Document extract |
*****
TIME TO PAUSE
Pausing (my name for short meditations) helps stabilise your nervous system. Mindfulness/meditation can feel very powerful during perimenopause: a time when your hormones can be destabilising, and life can be busy and stressful.
It’s very simple. Grab some headphones and find a quiet place to sit: on a chair or a cushion on the floor, with your back supported. You can even do it on the bus or tube.
Choose your PAUSE below:
Why pause - the long version (but worth reading)
Meditation is particularly useful during perimenopause because it supports the exact systems that are under the most strain at this stage of life — hormonal regulation, stress response, sleep, mood, and cognitive resilience
1. Perimenopause = nervous system overload
During perimenopause:
Oestrogen and progesterone fluctuate unpredictably
The stress hormone system (HPA axis) becomes more reactive
Your nervous system spends more time in fight-or-flight
This is why many women experience:
Anxiety or panic “out of the blue”
Feeling wired but exhausted
Poor sleep
Emotional reactivity
Brain fog
Meditation directly calms the nervous system, helping shift you out of chronic stress mode.
2. Meditation helps regulate stress hormones
High stress → higher cortisol
High cortisol → worse perimenopause symptoms
Meditation has been shown to:
Lower baseline cortisol
Improve stress resilience
Reduce the “spikes” that trigger hot flushes, anxiety, and overwhelm
In perimenopause, this matters more because:
Hormones are already unstable
Your buffer against stress is smaller than it used to be
Meditation helps rebuild that buffer.
3. It improves sleep when hormones disrupt it
Sleep problems are one of the most common perimenopause symptoms:
Meditation:
Activates the parasympathetic (“rest and digest”) system
Reduces mental chatter
Improves sleep onset and sleep quality
Makes night waking easier to settle again
Even 5 minutes a day can help.
4. It supports emotional regulation during hormonal swings
Fluctuating oestrogen affects neurotransmitters like:
Serotonin (mood)
*****
Entries provided |
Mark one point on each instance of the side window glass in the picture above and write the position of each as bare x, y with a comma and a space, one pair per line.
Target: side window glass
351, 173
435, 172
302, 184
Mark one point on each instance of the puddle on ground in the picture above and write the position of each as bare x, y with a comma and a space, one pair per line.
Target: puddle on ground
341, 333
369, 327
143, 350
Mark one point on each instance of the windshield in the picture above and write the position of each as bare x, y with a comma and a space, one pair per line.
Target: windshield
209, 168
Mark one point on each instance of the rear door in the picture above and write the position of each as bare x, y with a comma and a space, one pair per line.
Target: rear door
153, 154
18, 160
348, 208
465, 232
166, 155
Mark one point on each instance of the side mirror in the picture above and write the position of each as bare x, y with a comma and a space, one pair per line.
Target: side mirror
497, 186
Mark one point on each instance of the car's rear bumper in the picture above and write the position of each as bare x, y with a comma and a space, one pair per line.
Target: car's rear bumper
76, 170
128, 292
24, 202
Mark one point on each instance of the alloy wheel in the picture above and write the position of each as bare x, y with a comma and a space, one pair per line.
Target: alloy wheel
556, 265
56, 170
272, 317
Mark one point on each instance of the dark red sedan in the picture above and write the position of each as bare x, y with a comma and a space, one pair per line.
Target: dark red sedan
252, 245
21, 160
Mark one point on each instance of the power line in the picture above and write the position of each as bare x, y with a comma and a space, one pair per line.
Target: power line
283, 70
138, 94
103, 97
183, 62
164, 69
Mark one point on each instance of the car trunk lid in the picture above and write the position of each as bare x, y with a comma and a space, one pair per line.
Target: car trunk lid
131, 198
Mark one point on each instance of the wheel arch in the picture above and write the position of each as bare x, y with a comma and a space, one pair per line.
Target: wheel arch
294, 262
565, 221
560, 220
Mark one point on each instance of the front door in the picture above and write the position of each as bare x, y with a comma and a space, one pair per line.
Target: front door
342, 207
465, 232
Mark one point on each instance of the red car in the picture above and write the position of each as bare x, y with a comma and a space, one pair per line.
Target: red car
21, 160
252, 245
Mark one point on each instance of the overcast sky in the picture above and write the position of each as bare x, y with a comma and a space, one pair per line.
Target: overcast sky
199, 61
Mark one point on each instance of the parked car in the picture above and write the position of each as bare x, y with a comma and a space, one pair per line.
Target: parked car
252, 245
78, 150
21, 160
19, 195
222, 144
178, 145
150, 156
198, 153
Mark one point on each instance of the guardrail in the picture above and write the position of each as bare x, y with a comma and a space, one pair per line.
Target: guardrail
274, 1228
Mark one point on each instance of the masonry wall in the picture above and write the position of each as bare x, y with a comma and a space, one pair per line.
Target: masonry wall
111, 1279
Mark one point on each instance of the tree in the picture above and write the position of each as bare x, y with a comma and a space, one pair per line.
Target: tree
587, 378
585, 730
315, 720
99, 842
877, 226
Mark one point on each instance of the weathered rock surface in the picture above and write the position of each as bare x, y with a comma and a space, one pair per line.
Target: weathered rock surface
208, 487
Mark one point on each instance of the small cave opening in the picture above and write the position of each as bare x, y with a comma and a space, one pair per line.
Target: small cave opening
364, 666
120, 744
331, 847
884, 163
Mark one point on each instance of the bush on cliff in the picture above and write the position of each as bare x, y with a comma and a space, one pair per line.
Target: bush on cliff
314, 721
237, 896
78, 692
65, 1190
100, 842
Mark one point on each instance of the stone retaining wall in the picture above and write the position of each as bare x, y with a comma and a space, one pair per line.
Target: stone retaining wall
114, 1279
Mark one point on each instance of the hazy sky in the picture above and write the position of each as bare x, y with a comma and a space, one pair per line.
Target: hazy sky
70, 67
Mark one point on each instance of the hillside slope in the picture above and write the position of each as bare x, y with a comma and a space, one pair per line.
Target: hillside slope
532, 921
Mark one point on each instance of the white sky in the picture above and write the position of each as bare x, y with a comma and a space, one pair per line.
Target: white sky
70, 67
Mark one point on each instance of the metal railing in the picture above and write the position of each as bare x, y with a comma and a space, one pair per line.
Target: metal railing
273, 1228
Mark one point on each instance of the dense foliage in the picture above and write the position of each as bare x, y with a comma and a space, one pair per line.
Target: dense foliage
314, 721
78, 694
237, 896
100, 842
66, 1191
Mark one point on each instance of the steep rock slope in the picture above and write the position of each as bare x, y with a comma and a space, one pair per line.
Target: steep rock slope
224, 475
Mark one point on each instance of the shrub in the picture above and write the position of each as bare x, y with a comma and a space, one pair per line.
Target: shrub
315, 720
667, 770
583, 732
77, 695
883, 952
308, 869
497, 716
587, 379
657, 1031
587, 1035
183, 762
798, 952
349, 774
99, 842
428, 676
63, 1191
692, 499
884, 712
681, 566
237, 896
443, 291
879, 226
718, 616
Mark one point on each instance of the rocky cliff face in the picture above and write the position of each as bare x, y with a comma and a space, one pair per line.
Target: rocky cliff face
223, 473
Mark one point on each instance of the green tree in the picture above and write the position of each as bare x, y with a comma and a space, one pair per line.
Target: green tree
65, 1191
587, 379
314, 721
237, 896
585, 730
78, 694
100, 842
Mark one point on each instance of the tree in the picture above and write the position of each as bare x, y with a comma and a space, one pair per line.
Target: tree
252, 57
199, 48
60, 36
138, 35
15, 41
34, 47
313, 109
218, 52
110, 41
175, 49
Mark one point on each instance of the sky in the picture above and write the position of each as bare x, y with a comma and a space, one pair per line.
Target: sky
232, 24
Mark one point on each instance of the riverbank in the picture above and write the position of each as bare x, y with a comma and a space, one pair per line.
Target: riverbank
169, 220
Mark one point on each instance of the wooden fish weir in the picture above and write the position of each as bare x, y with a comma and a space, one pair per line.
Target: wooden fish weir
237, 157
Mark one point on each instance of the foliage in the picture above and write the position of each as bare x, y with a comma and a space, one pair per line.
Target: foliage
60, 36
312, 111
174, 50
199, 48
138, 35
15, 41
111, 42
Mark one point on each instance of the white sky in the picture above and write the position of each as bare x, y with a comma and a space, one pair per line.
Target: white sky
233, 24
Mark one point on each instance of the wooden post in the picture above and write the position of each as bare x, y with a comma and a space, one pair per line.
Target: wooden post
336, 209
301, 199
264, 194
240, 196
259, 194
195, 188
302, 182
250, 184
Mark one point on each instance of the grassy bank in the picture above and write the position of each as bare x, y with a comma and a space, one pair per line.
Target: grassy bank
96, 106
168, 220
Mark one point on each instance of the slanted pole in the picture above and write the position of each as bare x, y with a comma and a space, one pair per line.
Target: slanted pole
*****
Activity list |
1. From the perimenopause meditation text, list every experience that it says many women have because of nervous system overload during perimenopause.
2. Continue the perimenopause meditation text from its last line, "Serotonin (mood)".
The items are not needed for either task.

Answers to the exercises |
1.
Anxiety or panic "out of the blue"
Feeling wired but exhausted
Poor sleep
Emotional reactivity
Brain fog

2.
Dopamine (motivation)
GABA (calm)
This can lead to:
Tearfulness
Irritability
Low mood
Feeling “not like yourself”
Meditation doesn’t stop emotions — it:
Creates space between stimulus and reaction
Helps you respond rather than react
Builds self-compassion
This is powerful when emotions feel unfamiliar or intense.
5. It helps with brain fog and focus
Many women report:
Poor concentration
Forgetfulness
Mental fatigue
Meditation:
Improves attention and working memory
Increases grey matter density in areas linked to focus
Reduces mental overload
This helps you feel clearer and more capable, even when hormones are unpredictable.
6. It reconnects you with your body (not fights it)
Perimenopause can come with:
A sense of betrayal by your body
Frustration or self-criticism
Pushing harder instead of listening
Meditation encourages:
Interoception (awareness of internal signals)
Acceptance rather than resistance
Gentler self-talk
This shift alone can reduce suffering — even if symptoms remain.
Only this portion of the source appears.